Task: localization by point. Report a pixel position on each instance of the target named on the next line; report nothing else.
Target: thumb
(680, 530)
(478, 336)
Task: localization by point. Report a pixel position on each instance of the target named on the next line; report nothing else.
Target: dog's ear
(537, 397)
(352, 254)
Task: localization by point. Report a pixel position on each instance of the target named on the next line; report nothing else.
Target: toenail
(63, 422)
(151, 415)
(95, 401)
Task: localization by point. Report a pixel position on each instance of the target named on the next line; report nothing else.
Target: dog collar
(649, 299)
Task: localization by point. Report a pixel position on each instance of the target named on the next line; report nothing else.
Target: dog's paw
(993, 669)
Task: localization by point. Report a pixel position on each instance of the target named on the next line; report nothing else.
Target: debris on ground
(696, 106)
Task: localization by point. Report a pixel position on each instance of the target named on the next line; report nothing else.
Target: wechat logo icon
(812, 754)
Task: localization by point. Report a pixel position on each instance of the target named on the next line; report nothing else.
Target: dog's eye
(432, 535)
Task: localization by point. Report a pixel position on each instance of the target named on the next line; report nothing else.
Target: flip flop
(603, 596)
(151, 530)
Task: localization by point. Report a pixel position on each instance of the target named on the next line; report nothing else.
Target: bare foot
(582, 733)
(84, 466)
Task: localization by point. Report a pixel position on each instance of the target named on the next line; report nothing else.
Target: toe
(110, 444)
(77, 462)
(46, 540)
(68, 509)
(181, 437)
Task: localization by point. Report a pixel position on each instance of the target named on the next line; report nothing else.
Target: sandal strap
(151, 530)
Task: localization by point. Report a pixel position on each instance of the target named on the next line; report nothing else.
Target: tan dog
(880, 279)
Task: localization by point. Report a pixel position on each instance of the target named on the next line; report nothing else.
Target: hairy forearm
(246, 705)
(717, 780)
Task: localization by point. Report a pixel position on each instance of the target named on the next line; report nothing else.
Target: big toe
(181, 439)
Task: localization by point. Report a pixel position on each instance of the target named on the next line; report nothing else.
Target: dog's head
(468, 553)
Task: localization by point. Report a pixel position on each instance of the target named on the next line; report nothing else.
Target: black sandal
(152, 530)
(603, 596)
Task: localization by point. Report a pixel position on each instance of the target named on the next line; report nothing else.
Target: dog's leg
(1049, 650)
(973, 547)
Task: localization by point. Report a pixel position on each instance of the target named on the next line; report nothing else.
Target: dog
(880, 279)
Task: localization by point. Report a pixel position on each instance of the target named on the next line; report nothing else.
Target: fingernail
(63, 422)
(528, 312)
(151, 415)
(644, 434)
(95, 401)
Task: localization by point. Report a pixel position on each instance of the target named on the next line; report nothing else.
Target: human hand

================================

*Exercise goal*. What you should produce is an exact retyping of every line above.

*Task response*.
Task: localization by point. Report a pixel position on each instance of the target named on the next line; report nothing else.
Target: thumb
(680, 530)
(478, 336)
Task: localization by point. Report a pixel position on each instance of the target named on the next line; report nothing else.
Target: dog's ear
(537, 397)
(352, 254)
Task: localization by point. Report a pixel position on each instance of the target named on the next line; report nothing else.
Target: toenail
(63, 422)
(151, 415)
(95, 401)
Task: localization by point. Report a pixel position on each instance of the target named on the next line; report nothing else.
Target: dog collar
(649, 299)
Task: localization by point. Report a pixel position on each instance of the target named on the next line; report nothing else.
Target: dog's paw
(993, 669)
Task: localization by point. Report a pixel position on each instance of the target named on the next line; report nothing else.
Target: debris on ground
(696, 106)
Task: localization by point. Report a pixel position on each instance of the target named on the next line; report nothing else.
Target: wechat logo icon
(812, 754)
Task: localization by point. Report a pixel position on each instance of the target named on the next line; report nothing else.
Target: dog's eye
(432, 535)
Task: localization by point. Report a pixel position on each instance of the target named on the next line; report nothing else.
Target: flip flop
(603, 596)
(151, 530)
Task: localization by point. Report a pixel position on each instance of the target named on the next line; report nothing else.
Target: bare foot
(582, 733)
(84, 466)
Task: localization by point. Report a pixel position on each instance of the target named on the next line; report nothing else.
Target: toe
(110, 444)
(77, 462)
(46, 540)
(68, 509)
(181, 437)
Task: localization by point. Report a pixel position on each instance of the target named on the next line; report nothing else.
Target: sandal strap
(151, 530)
Task: localization by point. Report a pixel position on each instance of the target named on the next line; report nothing else.
Target: tan dog
(880, 279)
Task: localization by point. Report a pixel position on each instance of the target named on the next line; report nothing else.
Target: hairy forearm
(246, 705)
(717, 780)
Task: localization by point. Report a pixel position on each instance of the target named on the next line; report nothing else.
Target: big toe
(181, 439)
Task: localization by point. Report a pixel position on each instance of the target named on the next line; report nothing else.
Target: dog's head
(468, 553)
Task: localization by point. Report a pixel position on each instance of the target named on the next line; report nothing else.
Target: black sandal
(152, 530)
(603, 596)
Task: localization by point. Report a pixel position on each instance of the target named on the next line; report nothing else.
Target: dog's leg
(1049, 650)
(973, 547)
Task: localization by point. Report a pixel position on each instance of the target named on the next line; report nothing else.
Target: dog
(880, 279)
Task: localization by point. Report a pixel position on each instance of the target named on the next line; report nothing else.
Target: fingernail
(63, 422)
(528, 312)
(151, 415)
(644, 434)
(95, 401)
Task: localization by point. Report a pixel position on each instance of the target named on the next line; report nothing else.
Target: human hand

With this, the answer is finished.